- [Task to complete]:
The data below is to be returned in full and exactly.

- [Source data]:
▽

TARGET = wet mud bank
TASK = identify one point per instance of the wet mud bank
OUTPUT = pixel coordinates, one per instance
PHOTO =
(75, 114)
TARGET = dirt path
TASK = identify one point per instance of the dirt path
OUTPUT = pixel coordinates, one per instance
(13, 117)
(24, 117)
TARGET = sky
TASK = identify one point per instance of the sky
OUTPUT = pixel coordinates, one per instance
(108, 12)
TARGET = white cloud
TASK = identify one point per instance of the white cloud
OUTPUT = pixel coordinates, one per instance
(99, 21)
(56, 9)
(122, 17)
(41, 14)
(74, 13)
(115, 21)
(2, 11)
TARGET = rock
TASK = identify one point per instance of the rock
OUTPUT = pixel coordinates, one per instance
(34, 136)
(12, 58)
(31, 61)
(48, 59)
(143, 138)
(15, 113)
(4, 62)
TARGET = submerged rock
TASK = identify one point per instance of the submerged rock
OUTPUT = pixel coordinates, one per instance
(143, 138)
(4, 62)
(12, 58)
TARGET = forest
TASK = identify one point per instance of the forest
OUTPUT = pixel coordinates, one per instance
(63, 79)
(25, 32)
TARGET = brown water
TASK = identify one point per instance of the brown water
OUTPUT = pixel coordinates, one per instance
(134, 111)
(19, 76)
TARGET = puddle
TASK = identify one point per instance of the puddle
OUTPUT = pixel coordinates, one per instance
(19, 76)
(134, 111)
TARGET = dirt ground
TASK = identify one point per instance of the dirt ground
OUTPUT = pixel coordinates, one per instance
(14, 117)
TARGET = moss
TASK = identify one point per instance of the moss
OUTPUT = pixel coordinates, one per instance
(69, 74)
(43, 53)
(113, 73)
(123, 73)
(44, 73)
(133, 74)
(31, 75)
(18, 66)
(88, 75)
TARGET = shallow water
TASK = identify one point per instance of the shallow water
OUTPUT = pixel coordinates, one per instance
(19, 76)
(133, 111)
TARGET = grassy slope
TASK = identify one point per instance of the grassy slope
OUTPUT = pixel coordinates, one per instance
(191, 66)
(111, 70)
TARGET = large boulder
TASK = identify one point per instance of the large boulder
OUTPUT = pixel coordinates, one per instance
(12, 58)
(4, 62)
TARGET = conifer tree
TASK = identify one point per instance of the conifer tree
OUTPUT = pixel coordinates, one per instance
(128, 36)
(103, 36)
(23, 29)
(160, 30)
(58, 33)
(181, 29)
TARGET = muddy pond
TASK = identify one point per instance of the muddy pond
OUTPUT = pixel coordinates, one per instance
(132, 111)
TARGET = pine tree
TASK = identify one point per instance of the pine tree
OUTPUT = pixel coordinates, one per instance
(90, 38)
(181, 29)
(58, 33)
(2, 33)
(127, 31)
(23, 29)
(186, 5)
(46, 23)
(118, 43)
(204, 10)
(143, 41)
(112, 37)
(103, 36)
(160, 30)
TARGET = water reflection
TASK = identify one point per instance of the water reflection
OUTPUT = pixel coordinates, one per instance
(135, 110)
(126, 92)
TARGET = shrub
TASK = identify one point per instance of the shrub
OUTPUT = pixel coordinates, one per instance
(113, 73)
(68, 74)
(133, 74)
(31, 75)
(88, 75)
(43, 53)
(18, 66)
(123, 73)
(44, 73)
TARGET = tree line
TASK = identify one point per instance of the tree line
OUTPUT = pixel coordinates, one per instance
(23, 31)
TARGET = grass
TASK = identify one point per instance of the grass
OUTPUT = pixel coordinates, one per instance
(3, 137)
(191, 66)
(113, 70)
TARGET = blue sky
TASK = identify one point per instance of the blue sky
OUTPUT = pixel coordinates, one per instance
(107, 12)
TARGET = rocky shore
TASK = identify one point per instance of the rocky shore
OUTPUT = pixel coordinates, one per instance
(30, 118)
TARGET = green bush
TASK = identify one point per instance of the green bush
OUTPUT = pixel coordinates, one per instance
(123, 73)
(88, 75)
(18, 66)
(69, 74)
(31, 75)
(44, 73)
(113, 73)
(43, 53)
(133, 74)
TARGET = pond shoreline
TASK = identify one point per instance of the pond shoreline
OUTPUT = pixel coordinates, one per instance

△

- [Written solution]:
TARGET = wet mud bank
TASK = identify one point per instance of the wet mud bank
OUTPUT = pixel coordinates, one per instance
PHOTO =
(75, 114)
TARGET = dirt path
TASK = identify one point per instance of the dirt path
OUTPUT = pixel coordinates, one per instance
(13, 117)
(24, 117)
TARGET = sky
TASK = identify one point per instance of the sky
OUTPUT = pixel coordinates, one per instance
(108, 12)
TARGET = white cloud
TASK = identify one point per instance of the white cloud
OUTPUT = pixel coordinates, one per instance
(99, 21)
(56, 9)
(122, 17)
(41, 14)
(74, 13)
(115, 21)
(2, 11)
TARGET = rock
TASK = identify one point per instance of the rock
OUTPUT = pixel coordinates, one per instance
(34, 136)
(12, 58)
(31, 61)
(48, 59)
(143, 138)
(15, 113)
(4, 62)
TARGET = submerged rock
TASK = identify one point per instance of the submerged rock
OUTPUT = pixel coordinates, one per instance
(143, 138)
(4, 62)
(12, 58)
TARGET = forest
TASK = identify one point per instance of the forest
OUTPUT = pixel coordinates, one per instance
(63, 79)
(25, 32)
TARGET = brown water
TASK = identify one point per instance of the brown water
OUTPUT = pixel coordinates, one per instance
(134, 111)
(19, 76)
TARGET = puddle
TASK = identify one point per instance of the puddle
OUTPUT = pixel coordinates, one per instance
(19, 76)
(134, 111)
TARGET = dirt ground
TASK = identify one point per instance of the dirt ground
OUTPUT = pixel coordinates, one per instance
(14, 117)
TARGET = moss
TASK = identify one point per instance of the moss
OUTPUT = pixel coordinates, one per instance
(69, 74)
(43, 53)
(113, 73)
(123, 73)
(44, 73)
(133, 74)
(31, 75)
(18, 66)
(88, 75)
TARGET = shallow water
TASK = identify one point per instance of the shallow water
OUTPUT = pixel coordinates, one per instance
(19, 76)
(133, 111)
TARGET = grassy slope
TASK = identify one point per instance of the grassy slope
OUTPUT = pixel coordinates, one per instance
(191, 66)
(111, 70)
TARGET = large boulder
TASK = identify one point per instance of the large boulder
OUTPUT = pixel coordinates, one per instance
(12, 58)
(4, 62)
TARGET = conifer tree
TASK = identify one point per instance of the conifer tree
OUTPUT = pixel coordinates, one per instance
(128, 36)
(103, 36)
(23, 29)
(160, 30)
(58, 33)
(181, 29)
TARGET = muddy pond
TASK = identify one point per instance of the muddy pond
OUTPUT = pixel coordinates, one per instance
(132, 111)
TARGET = pine tree
TASK = identify one point per instance of the pine tree
OUTPUT = pixel coordinates, one per instance
(90, 38)
(181, 29)
(58, 33)
(2, 33)
(127, 31)
(23, 29)
(186, 5)
(46, 23)
(118, 43)
(204, 10)
(143, 41)
(112, 37)
(103, 36)
(160, 30)
TARGET = water reflection
TASK = identify one point per instance of the water reflection
OUTPUT = pixel coordinates, one per instance
(135, 110)
(126, 92)
TARGET = shrub
TASK = identify one point per instance of the shrub
OUTPUT = pixel coordinates, one per instance
(113, 73)
(68, 74)
(133, 74)
(31, 75)
(88, 75)
(43, 53)
(18, 66)
(123, 73)
(44, 73)
TARGET = tree line
TASK = identify one point per instance of the tree line
OUTPUT = pixel coordinates, one per instance
(23, 31)
TARGET = grass
TASK = identify one point per instance of the grass
OUTPUT = pixel coordinates, one per instance
(3, 137)
(191, 66)
(113, 70)
TARGET = blue sky
TASK = identify one point per instance of the blue sky
OUTPUT = pixel coordinates, one per instance
(107, 12)
TARGET = rocky shore
TASK = identify one point per instance of the rocky shore
OUTPUT = pixel coordinates, one per instance
(30, 118)
TARGET = green bush
TASK = identify one point per instance of the green bush
OUTPUT = pixel coordinates, one per instance
(123, 73)
(88, 75)
(18, 66)
(69, 74)
(31, 75)
(44, 73)
(113, 73)
(43, 53)
(133, 74)
TARGET = pond shoreline
TASK = identify one point per instance of the pond shoreline
OUTPUT = pixel coordinates, one per instance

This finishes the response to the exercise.